* **PROBLEM DESCRIPTION**: Output range, inclusive: from the line containing "Target: shrub" to the line containing "column 458, row 263". Restate those lines from the data below word for word and only those.
-- Opening Marker --
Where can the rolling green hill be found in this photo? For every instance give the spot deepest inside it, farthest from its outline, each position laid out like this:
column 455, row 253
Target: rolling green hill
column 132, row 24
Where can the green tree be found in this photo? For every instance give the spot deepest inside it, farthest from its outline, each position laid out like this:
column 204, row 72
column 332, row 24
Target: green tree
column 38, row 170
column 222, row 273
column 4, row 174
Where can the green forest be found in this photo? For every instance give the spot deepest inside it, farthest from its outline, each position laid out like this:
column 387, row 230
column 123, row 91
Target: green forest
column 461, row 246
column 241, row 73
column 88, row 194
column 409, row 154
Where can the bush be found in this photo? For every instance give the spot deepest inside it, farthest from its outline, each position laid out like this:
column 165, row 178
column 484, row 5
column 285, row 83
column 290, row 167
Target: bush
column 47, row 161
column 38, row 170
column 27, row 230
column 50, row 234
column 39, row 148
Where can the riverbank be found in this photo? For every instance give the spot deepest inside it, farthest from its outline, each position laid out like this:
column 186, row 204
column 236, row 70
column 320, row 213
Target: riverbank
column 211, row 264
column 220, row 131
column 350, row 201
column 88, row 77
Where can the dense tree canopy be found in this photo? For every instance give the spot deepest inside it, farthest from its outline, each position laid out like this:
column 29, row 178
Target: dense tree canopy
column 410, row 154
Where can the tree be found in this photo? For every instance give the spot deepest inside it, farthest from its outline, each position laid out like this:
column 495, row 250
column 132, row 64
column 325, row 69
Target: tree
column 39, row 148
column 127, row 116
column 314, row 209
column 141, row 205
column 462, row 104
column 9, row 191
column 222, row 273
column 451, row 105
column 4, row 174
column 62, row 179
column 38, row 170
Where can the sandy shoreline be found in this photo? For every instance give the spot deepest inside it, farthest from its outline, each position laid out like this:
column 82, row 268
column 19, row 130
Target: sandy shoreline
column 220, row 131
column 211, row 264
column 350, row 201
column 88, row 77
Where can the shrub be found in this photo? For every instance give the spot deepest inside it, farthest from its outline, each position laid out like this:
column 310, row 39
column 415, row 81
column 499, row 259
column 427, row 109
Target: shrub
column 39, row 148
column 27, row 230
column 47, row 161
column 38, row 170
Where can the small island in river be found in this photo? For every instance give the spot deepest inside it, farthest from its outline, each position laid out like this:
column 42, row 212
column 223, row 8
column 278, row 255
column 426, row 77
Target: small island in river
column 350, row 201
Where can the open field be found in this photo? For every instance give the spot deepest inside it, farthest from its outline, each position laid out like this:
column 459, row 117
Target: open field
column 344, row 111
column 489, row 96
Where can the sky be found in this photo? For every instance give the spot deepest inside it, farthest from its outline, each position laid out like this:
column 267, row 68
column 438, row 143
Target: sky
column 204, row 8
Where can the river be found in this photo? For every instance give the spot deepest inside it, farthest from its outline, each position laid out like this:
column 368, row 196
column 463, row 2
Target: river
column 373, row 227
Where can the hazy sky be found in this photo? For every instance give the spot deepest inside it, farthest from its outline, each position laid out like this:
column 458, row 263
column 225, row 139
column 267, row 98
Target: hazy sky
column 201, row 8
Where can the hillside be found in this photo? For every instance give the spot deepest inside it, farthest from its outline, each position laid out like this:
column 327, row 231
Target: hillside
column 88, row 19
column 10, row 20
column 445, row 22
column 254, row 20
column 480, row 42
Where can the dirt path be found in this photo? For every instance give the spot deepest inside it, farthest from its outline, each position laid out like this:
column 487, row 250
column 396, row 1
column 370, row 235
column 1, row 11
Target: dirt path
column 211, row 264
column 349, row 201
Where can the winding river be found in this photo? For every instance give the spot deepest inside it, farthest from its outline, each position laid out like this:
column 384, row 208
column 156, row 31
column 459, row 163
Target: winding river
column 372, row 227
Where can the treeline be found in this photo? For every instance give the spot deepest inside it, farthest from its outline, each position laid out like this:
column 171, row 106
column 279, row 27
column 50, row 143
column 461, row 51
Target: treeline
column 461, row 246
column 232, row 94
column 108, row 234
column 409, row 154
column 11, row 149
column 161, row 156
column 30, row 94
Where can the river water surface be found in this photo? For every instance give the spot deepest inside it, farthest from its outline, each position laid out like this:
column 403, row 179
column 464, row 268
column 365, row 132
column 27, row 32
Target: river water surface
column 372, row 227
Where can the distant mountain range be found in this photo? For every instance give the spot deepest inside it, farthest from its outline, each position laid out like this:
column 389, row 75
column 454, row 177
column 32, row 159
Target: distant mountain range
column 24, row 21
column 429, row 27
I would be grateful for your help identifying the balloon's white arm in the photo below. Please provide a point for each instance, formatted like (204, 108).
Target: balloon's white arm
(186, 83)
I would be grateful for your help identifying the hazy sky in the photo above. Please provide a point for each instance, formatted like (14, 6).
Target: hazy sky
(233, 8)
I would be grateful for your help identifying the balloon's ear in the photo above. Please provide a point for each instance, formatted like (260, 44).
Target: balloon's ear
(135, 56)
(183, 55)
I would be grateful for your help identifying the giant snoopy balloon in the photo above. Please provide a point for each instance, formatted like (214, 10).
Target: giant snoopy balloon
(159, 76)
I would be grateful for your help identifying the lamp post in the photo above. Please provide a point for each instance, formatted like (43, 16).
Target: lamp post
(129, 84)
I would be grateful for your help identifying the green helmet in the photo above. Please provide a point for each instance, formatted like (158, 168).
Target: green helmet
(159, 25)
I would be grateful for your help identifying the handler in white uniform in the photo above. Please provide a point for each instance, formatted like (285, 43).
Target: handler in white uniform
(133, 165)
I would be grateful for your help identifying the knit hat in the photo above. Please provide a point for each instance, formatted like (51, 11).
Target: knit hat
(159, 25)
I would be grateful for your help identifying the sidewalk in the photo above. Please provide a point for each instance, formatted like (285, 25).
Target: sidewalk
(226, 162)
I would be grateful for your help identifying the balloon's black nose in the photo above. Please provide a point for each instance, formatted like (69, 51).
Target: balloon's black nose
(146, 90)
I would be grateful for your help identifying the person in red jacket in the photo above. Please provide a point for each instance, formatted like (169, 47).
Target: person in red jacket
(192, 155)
-- Closing Marker --
* **EXERCISE OUTPUT**:
Target: shrub
column 39, row 148
column 27, row 230
column 47, row 161
column 38, row 170
Where can the small island in river be found in this photo? For every instance give the spot deepest inside it, farthest from its outline, each position laid out like this:
column 42, row 212
column 223, row 8
column 278, row 255
column 426, row 77
Target: small island in river
column 350, row 201
Where can the open field be found in this photo? For every instance give the spot deepest inside it, farthest from its outline, each position laid out like this:
column 459, row 117
Target: open field
column 344, row 111
column 489, row 96
Where can the sky be found in this photo? For every instance give the spot deepest inside it, farthest from its outline, each position laid out like this:
column 267, row 68
column 438, row 143
Target: sky
column 204, row 8
Where can the river be found in this photo? For every instance give the spot deepest inside it, farthest from its outline, each position laid out like this:
column 368, row 196
column 463, row 2
Target: river
column 373, row 227
Where can the hazy sky be found in this photo? For every instance give the spot deepest inside it, farthest from its outline, each position laid out like this:
column 458, row 263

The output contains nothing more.